● EXTRACT

━━━━━━━━━━━━━━━━━━━━━━━━━━━━━━

And on the shallowest level possible, I’m happier having Steven Brust and Charles Stross evident in the living room and hallway and these ones tucked away at the back of a bottom shelf in the spare room.

Magical Mystery Bookshelf Tour Stage Six: Still In The Spare Room

Posted 24 September 2008 in by Catriona

I’ve been neglecting the Magical Mystery Bookshelf Tour recently: I don’t know why. Perhaps I’m worried about boring people.

Or perhaps it’s that we’re heading into the thoroughly chaotic bookshelves, which are going to confuse people and give them a poor opinion of my organisational skills. (For the record, I labour under a combination of fairly poor spacial-organisation skills—all those years of just shoving everything under my bed, I suppose—and a partner who won’t throw anything, and I mean anything, away.)

Or perhaps it’s as simple as the fact that I’ve been busy and sick, and trying to concentrate on formal publications rather than on taking photographs of my bookshelves.

But in the rundown to mid-semester break—one more class!—I think I can spare some time for photographing my lovely, lovely books.

(Also? I love my camera. These photographs are so much clearer than the earlier ones.)

I’m not showing what’s on the top of these bookcases, because it’s old stuffed toys: not many in total, but including my childhood toy, who now looks less like the beloved companion of a young child and more like the survivor of a horrific accident that included fire and traumatic amputation—he’s homemade, and while he once had little denim boots, they were made to cover his original red-felt boots, which wore away. Since his denim boots have worn away as well, he now has what look like mangled stumps on the ends of his legs, complete with dangling red strands of felt. Poor thing: I led him a hell of a life, I think. He came everywhere. And was frequently left behind, as well. I think he’s earned a nice, quiet retirement on top of a bookshelf in my spare room.

This bookshelf, though, has largely been made over to Nick’s books. Nick, being a science-fiction geek and artist, has an enormous collection of tall hardbacks—and I’m quite pleased about that, frankly, because modern bookshelves aren’t really constructed to take ordinary books. It seems to me that if you want bookshelves that will take standard paperbacks/those slightly larger paperbacks we get now/trade paperbacks, you actually have to make one yourself.

And if you do buy them, and deal with these absurdly large shelves, then the temptation is to cram more and more books on top of the existing books, to fill up the gaps—as you’ll see on a slightly lower shelf.

Actually, I probably didn’t need to mention that these are mostly Nick’s books: the fact that one of them is called The Cult of Mac probably gives it away. And, mind, he bought that book before he got his iPhone, which is the point at which he really drank the Kool-Aid. Before that, he spent so much time with his iMac that I used to called it his iMistress, but now—now it might actually be time for deprogramming.

(I kid, honey. Now, go with the nice man.)

But on these shelves you can really see the chaos that is my idea of organising bookshelves. I can see there my Beverly Cleary (Ramona! Ramona used to annoy me, somewhat—she was a brat—but they were books that showed clearly, and without the abject sentiment of, say, Five Little Peppers and How They Grew, how a family could have two working parents and yet struggle financially, often in quite minor ways, it seemed, that nevertheless added up to serious difficulties. I don’t remember that being prevalent in the other fiction that I read at the time.)

━━━━━━━━━━━━━━━━━━━━━━━━━━━━━━

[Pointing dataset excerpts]

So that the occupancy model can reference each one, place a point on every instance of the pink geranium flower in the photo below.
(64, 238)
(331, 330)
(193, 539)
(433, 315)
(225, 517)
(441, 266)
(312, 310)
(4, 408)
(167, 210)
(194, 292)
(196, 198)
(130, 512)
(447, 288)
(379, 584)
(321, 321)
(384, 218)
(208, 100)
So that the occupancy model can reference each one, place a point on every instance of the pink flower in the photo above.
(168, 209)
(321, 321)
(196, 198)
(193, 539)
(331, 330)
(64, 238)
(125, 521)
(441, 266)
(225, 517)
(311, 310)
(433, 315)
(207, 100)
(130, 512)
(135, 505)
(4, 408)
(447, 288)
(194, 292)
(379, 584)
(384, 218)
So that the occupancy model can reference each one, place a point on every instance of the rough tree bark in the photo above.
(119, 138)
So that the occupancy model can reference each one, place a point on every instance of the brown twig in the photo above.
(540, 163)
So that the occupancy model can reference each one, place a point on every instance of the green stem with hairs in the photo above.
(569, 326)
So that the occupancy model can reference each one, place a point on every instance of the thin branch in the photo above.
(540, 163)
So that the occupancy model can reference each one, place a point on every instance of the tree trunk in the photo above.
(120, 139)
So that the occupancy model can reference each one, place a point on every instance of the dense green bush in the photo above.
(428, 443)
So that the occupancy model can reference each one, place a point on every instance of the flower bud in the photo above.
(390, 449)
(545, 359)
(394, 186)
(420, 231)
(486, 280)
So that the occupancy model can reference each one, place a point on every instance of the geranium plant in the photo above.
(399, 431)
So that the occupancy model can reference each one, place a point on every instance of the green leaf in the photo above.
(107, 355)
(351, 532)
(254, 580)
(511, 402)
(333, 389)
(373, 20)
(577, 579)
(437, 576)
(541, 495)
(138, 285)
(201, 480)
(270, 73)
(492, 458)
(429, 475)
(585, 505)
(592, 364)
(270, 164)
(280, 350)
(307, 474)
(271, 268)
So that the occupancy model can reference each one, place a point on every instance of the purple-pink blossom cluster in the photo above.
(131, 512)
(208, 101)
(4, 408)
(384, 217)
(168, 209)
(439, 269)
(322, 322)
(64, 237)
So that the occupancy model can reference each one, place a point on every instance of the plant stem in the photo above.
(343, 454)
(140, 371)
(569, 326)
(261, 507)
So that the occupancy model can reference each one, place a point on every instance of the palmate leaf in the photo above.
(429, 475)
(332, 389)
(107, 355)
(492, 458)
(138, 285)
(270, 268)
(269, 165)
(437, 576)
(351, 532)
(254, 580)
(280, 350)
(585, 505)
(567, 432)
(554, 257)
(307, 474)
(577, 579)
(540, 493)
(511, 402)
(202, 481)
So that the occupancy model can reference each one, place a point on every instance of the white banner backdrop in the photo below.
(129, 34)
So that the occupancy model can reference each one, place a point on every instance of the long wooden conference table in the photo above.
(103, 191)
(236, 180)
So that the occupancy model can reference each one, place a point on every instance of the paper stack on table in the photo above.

━━━━━━━━━━━━━━━━━━━━━━━━━━━━━━

● ACTIONS TO TAKE
- 1) Count the lines of the records that contain the string "below", treating uppercase and lowercase as different, and give only the number.
- 2) Write the next part of the bookshelf-tour post, picking up right after its final sentence.
The records have no connection to the text.

● TASK ANSWERS
- 1) 2

- 2)
I can also see some Colin Watson (one of the Inspector Purbright mysteries, not a Lucy Teatime novel) and some E. Nesbit on the far left (so that’s where I put those! I was wondering), but behind those is an entire shelf of books that hasn’t seen the light of days in years, probably. No wonder I keep forgetting what I have and rebuying at book sales.

But it’s this last shelf that really, to me, encapsulates one of the problems with spending thirteen years in academia: we just generate so much paper.

The homogenous pile of paper on the left is all the course readers that Nick and I have required either as students ourselves or for the various courses that we’ve taught over the years. We can’t bring ourselves to throw them away, because there’s valuable material in there: photocopies of articles and books chapters, and even some primary texts, that we’d otherwise have to go and gather again if we ever need to re-consult them.

But the truth is that, without some sort of indexing project, we tend to forget what’s in there. And so we never do consult them. But we won’t throw them out, either. The same is true of the files on my desk and on the various bookshelves in the study and for the archive boxes full of the side effects of the research process that we both have stored under our desks.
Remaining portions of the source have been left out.